▽

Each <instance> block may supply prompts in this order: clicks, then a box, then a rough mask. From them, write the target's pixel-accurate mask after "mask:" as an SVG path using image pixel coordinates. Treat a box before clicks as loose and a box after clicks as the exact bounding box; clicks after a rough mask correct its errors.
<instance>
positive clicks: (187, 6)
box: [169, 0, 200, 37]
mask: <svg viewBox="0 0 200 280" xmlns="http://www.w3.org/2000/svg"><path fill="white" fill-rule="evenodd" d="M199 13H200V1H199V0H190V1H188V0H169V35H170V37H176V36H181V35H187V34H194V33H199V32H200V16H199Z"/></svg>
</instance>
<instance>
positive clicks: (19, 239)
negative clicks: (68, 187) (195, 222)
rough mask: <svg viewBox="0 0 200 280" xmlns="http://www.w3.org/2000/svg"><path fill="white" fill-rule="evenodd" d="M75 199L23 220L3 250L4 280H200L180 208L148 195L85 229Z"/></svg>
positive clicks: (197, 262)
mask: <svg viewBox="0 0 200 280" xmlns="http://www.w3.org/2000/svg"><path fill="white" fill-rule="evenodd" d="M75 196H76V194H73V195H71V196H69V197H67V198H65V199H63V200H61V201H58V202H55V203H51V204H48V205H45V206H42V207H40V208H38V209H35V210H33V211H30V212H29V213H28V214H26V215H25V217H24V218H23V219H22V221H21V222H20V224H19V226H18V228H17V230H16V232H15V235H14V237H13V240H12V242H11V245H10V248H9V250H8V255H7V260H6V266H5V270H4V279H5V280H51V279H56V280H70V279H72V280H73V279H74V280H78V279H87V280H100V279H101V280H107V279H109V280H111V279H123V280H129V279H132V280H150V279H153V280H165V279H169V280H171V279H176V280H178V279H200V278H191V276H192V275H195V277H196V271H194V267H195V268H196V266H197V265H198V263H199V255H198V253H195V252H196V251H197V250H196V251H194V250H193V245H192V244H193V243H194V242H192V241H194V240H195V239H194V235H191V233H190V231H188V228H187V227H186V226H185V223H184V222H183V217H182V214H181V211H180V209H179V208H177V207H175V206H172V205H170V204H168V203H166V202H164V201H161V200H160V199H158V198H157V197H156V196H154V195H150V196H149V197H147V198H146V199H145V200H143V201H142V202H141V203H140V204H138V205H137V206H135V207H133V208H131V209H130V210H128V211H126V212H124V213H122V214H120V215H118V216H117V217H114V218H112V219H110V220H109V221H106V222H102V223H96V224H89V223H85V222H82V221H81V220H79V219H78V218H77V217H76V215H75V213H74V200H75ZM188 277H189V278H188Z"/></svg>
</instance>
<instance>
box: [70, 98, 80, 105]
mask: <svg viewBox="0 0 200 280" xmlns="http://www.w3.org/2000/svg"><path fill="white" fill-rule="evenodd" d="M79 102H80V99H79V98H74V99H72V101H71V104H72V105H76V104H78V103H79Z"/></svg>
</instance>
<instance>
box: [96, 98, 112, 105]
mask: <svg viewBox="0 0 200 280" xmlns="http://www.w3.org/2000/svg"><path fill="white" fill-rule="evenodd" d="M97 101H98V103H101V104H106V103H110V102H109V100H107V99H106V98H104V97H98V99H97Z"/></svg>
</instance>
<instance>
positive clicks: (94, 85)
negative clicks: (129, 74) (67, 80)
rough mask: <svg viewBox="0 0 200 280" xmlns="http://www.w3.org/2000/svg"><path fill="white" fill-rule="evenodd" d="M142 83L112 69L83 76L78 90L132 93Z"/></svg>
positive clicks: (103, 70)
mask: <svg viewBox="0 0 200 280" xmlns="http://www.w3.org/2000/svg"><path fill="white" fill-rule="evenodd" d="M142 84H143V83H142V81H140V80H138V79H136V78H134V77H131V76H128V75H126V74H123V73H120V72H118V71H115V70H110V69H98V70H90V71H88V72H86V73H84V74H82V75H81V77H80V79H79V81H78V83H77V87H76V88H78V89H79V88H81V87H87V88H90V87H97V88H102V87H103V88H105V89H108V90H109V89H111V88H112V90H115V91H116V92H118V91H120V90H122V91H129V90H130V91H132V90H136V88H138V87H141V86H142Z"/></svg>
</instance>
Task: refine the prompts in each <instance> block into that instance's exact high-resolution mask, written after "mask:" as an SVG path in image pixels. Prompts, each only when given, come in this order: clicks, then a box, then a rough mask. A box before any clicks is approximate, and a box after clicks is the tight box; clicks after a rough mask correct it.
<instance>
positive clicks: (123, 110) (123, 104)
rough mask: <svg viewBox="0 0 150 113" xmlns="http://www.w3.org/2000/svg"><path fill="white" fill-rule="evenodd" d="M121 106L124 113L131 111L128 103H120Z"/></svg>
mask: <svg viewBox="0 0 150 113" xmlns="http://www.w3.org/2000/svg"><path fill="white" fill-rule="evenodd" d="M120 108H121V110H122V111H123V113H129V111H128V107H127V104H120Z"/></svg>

△

▶ [Ejercicio a resolver]:
Seleccione y copie todas las líneas de las entradas anteriores que contengan la cadena "negative", distinguiendo entre mayúsculas y minúsculas.

▶ [Solución redactada]:
negative clicks: (68, 187) (195, 222)
negative clicks: (129, 74) (67, 80)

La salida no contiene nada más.